(PASSAGE TO READ)
** begin **

Northfield has developed a beautiful walkway along the
Cannon River. Here it is set up for the annual Market Fair.

NOTE: I think of this blog as part of a conversation. I realize that the "Comment" section of this site is unwieldy, but I invite you to try it. For the time being, the only alternative is to share your responses to this essay on Facebook, either to my Timeline, or as a private Facebook "Message." (I actually prefer email, but the trolls make it difficult for me to post my address here.) I value your part of the conversation.

Wednesday, September 16, 2015

I FIGGERED IT OUT!


 A recent emphasis in parent education and child development studies—based on both research and common sense—is the idea that raising a child with the encouragement of “You can do it” is more nurturing and more lasting than a diet of “You’re so smart.” (Or so “special.” I once heard a speaker remind a group of parents that a child who grows up hearing how special he is may discover—upon beginning his first adult job—that he and his parents are the only people who share this view.)

** end **

(LIST OF TASKS)
- A) In the blog passage about raising children, why does the writer not post an email address, even though email is the preferred way to respond?
- B) Extend the blog passage about raising children, beginning after its final sentence.

(GIVEN ENTRIES)
** begin **

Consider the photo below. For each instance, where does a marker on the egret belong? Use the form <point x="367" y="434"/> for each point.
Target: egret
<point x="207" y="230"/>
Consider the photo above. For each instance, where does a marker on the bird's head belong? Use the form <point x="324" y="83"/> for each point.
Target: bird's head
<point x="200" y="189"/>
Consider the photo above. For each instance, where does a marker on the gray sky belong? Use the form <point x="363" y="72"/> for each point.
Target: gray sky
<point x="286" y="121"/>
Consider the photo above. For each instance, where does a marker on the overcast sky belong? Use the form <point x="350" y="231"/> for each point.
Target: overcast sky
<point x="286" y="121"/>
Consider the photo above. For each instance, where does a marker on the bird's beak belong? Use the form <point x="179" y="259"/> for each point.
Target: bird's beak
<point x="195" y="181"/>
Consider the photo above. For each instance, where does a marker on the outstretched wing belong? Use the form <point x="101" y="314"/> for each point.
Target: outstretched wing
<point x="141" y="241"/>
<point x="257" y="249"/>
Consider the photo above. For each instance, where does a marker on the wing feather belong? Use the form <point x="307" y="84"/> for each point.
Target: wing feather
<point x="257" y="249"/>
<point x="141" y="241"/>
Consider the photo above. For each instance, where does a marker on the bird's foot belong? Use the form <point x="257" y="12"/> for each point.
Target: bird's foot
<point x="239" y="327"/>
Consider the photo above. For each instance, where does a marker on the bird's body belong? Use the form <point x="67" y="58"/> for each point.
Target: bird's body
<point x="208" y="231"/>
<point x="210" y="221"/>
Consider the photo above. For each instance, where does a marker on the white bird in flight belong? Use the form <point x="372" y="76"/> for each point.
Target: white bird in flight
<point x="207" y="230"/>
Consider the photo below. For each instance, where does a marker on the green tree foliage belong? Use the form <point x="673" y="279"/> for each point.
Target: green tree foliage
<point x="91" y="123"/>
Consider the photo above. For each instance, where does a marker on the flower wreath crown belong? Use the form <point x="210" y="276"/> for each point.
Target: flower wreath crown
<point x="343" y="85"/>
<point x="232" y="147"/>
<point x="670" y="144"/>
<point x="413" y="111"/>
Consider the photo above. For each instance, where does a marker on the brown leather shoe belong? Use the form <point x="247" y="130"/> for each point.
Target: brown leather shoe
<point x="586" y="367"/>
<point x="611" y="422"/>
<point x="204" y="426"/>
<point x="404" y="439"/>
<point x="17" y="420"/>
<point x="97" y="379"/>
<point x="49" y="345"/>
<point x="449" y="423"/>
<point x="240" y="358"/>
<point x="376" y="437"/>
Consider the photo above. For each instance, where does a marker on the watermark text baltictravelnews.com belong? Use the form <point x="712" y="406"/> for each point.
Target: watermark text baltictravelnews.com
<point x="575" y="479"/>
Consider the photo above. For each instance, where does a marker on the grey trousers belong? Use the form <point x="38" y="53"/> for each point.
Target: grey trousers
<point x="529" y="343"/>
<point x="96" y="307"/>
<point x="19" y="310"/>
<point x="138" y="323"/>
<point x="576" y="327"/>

** end **

(REPLIES)
- A) The writer says trolls make it difficult to post the address there. Readers are therefore invited to use the Comment section or to respond on Facebook, either on the writer's Timeline or in a private message.

- B)
This is another reminder of the power of words and word choices. Perhaps, even more than for a parent, it is spontaneously intuitive for a grandparent to want to blurt out, “You’re so smart!” to the grandson or –daughter who is the apple of his eye. Yet I am making the verbal shift from “You’re so smart,” to, “Hey! You figured it out!” as I interact with my (very brilliant) grandkids. I am convinced—by the research and the common sense—that there’s an important distinction in the developmental implications of those two phrases. And the second is no less loving than the first. (I suppose that a similar critique could be made of a childhood where one constantly hears, “You’re so beautiful!”)

In a parallel vein, the late child psychologist Haim Ginott emphasized the different messages conveyed (when complimenting a child's drawing, for example) by, on the one hand, saying, “You are a great artist!” or, on the other, “I like that drawing.” In the first instance, an adult has laid upon the child a burden (“great artist”) that she may or may not want to accept. (And, again, I’m thinking here of childhood-long patterns of communication.) In the second, she knows—somewhat objectively—how a grownup feels about her drawing, which perhaps has the effect of being more “encouraging” than having to live up to an imposed label of being an artist.

And it is a word choice. The words we use are not just a matter of dry verbiage; they are the building blocks of the emotional environment in which relationships thrive or wither. (As someone has said, “Remember—it is you who makes the weather.”) I’ve discovered that one can even catch oneself and make a word-choice shift in mid-sentence: “You’re so sm…. Hey! You figured it out!”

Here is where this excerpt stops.